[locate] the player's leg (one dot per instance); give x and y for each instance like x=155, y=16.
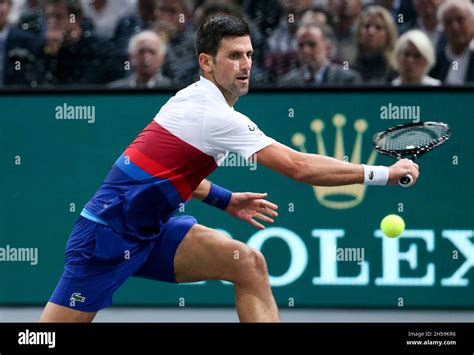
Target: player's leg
x=208, y=254
x=98, y=261
x=56, y=313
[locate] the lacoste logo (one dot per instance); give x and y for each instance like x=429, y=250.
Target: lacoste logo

━━━━

**Aim of the exercise**: Transcribe all the lines above exactly, apart from the pictures.

**Solution to this exercise**:
[locate] the player's leg (one dot per instance); give x and y for each instance like x=155, y=16.
Target: player's leg
x=208, y=254
x=98, y=261
x=56, y=313
[locate] the lacoste logo (one dot per instance); give x and y for each instance like x=429, y=250.
Target: lacoste logo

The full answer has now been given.